◆ **Stated task**: Pull out each line of the material below that contains the word "arched" and copy those lines in full, in their original order.

◆ **Records provided**:

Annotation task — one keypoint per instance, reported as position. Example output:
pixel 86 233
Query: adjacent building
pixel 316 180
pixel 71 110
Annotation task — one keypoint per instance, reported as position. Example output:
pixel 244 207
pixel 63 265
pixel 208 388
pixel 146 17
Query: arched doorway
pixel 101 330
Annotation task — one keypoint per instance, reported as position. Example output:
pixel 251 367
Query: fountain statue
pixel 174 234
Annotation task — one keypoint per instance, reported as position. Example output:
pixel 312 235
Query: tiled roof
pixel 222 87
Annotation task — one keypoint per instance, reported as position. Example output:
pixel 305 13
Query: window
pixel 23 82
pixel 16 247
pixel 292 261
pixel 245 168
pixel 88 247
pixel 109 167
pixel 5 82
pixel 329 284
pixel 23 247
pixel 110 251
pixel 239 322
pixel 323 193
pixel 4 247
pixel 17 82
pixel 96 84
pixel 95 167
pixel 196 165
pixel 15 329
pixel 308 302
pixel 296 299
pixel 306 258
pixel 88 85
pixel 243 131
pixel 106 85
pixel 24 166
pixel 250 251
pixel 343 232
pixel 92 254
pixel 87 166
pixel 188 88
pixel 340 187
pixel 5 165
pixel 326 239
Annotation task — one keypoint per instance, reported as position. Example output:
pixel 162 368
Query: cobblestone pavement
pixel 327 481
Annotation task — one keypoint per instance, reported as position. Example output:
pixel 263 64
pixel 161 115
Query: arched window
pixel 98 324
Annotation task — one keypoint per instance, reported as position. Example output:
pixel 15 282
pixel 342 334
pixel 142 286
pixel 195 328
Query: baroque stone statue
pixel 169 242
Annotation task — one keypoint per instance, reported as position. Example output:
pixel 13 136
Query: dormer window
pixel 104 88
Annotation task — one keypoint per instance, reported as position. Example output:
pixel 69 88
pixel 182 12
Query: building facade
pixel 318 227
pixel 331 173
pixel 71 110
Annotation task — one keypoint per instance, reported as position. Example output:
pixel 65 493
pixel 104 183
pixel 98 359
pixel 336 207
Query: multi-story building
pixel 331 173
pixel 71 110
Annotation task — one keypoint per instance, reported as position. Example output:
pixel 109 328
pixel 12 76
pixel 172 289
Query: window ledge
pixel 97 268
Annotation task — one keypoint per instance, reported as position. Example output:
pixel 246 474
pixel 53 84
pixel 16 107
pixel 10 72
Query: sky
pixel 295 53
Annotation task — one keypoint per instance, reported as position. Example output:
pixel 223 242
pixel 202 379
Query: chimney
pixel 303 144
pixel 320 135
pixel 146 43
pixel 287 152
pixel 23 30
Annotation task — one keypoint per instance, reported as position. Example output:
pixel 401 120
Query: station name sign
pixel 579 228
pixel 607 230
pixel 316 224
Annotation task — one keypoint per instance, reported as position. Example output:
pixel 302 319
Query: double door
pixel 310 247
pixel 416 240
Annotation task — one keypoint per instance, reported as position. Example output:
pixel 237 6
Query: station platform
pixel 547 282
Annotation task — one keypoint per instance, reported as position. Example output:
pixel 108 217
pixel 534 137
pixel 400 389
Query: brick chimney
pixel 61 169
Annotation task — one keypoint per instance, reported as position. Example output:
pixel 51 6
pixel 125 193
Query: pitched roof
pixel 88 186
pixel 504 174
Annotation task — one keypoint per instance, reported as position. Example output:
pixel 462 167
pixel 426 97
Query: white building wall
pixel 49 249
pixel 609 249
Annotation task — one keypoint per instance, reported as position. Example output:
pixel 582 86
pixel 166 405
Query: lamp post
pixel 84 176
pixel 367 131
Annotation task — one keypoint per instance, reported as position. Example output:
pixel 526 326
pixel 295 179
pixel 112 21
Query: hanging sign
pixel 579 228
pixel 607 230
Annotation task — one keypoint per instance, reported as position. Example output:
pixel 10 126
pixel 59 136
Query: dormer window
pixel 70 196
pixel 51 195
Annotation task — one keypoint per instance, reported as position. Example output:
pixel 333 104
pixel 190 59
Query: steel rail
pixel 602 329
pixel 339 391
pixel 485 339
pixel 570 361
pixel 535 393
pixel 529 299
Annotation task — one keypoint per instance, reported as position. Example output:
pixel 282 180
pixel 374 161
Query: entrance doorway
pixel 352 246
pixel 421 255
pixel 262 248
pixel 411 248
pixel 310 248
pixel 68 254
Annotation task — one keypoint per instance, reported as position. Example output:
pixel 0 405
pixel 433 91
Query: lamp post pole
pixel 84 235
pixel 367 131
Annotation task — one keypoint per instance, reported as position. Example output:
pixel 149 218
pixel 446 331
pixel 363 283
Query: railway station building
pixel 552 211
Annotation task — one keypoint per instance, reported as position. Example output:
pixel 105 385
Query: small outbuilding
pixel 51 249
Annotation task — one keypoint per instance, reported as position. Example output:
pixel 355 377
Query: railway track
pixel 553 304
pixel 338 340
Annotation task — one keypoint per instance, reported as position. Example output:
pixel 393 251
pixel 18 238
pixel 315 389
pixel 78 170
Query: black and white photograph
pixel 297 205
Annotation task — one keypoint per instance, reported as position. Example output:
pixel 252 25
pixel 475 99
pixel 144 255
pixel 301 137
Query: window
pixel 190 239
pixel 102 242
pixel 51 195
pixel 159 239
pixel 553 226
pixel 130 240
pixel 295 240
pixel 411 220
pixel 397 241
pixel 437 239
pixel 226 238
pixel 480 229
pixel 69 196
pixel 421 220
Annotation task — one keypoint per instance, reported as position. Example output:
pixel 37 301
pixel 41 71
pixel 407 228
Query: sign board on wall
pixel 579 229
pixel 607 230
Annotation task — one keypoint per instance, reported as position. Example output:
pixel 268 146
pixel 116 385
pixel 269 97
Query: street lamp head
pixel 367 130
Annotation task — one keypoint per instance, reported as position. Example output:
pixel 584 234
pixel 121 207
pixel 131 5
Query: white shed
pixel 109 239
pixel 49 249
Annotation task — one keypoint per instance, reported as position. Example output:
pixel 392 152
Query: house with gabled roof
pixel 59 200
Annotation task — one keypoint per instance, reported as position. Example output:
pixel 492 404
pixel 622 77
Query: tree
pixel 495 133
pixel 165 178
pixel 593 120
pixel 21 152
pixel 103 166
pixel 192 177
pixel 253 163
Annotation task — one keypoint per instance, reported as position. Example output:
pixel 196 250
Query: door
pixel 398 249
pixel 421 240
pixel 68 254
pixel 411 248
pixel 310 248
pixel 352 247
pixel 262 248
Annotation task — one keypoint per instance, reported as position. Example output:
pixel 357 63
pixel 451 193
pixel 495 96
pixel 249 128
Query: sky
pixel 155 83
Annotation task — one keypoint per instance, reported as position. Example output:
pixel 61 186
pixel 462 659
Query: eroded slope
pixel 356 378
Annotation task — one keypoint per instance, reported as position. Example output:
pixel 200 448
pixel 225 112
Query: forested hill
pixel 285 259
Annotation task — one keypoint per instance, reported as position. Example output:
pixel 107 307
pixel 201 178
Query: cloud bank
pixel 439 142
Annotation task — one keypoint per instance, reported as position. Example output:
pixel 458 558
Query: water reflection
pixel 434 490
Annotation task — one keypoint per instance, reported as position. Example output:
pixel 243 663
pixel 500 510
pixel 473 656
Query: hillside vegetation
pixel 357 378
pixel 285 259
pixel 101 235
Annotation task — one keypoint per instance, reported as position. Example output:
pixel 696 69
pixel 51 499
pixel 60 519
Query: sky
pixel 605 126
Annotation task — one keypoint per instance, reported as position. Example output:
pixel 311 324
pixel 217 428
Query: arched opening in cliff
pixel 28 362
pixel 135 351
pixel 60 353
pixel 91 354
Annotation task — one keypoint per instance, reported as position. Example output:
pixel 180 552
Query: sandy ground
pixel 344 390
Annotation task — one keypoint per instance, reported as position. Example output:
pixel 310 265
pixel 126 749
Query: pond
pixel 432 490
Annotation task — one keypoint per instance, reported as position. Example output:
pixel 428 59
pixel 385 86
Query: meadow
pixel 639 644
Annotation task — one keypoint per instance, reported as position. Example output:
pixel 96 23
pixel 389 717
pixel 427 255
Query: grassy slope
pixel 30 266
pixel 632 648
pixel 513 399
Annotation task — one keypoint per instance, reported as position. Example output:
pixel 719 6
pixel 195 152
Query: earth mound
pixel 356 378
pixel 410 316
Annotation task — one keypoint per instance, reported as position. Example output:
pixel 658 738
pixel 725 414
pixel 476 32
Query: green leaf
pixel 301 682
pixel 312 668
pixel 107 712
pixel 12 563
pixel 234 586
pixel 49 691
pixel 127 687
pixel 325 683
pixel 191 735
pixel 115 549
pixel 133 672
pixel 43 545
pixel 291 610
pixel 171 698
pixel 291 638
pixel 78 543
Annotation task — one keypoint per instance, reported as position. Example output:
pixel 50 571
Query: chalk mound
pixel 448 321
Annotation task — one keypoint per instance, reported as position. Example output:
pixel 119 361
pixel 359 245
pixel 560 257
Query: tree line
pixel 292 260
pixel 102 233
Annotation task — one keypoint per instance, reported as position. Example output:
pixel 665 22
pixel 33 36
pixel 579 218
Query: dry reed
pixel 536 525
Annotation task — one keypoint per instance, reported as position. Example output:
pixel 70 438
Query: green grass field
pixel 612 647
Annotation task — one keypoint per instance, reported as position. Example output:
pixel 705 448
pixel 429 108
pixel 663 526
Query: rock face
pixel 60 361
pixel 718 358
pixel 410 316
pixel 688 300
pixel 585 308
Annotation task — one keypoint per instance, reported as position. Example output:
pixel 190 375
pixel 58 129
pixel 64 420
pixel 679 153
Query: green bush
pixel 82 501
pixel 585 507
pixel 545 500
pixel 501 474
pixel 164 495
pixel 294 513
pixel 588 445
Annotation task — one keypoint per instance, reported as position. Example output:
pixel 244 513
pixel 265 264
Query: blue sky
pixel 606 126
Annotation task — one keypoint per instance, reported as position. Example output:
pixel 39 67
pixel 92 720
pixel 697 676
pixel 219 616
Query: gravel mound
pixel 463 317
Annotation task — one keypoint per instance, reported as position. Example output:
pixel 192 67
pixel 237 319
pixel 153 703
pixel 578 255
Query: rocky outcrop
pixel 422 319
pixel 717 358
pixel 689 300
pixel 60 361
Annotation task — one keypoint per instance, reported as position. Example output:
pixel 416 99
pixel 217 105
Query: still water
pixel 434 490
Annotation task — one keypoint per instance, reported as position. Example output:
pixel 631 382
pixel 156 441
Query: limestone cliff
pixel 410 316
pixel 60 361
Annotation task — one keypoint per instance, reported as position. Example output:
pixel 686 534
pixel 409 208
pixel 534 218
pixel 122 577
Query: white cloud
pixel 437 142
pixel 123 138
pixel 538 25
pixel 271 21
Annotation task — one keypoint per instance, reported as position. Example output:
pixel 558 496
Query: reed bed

◆ **Exercise output**:
Query: arched doorway
Query: arched window
Query: arched opening in cliff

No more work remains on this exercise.